* [REQUIREMENTS]:
Copy each of the items below word for word, leaving out the pictures.
START RECORDS FOR THIS TASK
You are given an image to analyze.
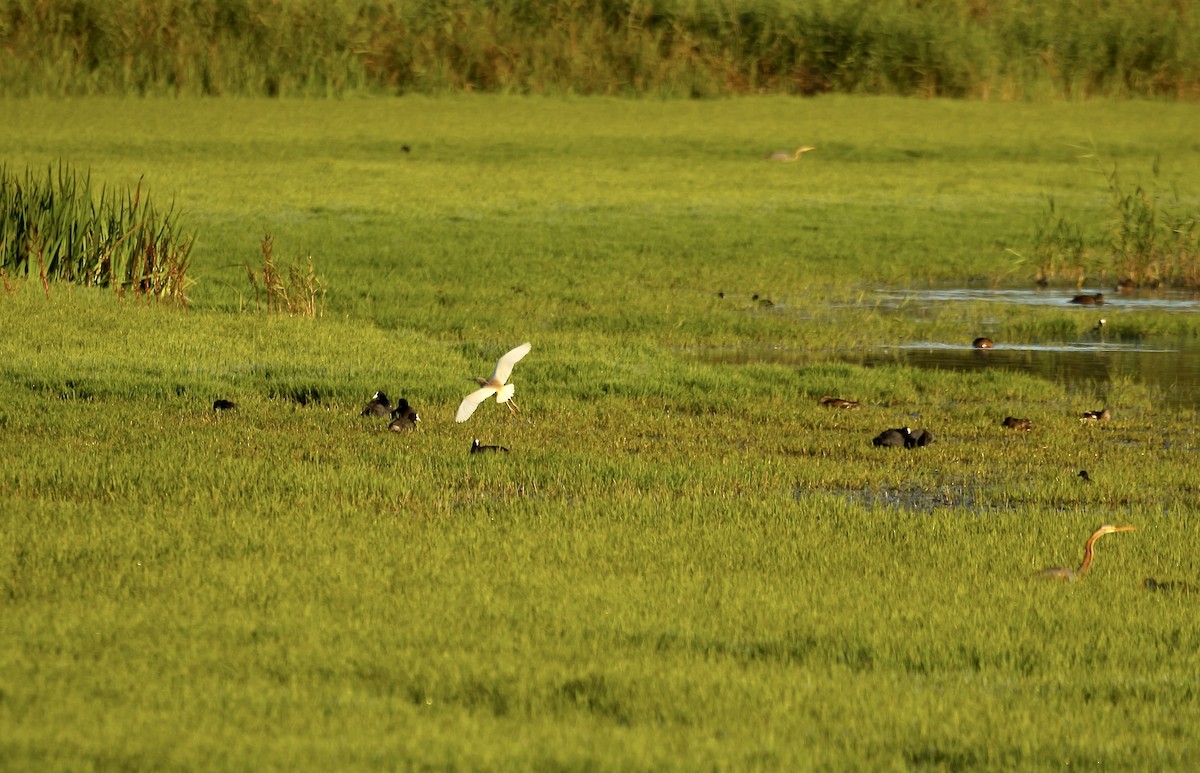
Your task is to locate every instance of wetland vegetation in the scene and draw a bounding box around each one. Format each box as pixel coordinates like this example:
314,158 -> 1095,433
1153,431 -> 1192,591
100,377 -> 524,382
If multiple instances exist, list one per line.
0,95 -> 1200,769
END RECORDS FOR THIS TASK
* [REPLY TO THE TASK]:
You are given an image to analyze.
Your task is to locate every instance of wetland vegetation in the scene and draw a bounding box around each one. Format each box as pixel coordinates like this example:
314,158 -> 1095,433
1153,431 -> 1192,591
100,377 -> 524,382
If multiple instances exist, list one per line.
0,95 -> 1200,769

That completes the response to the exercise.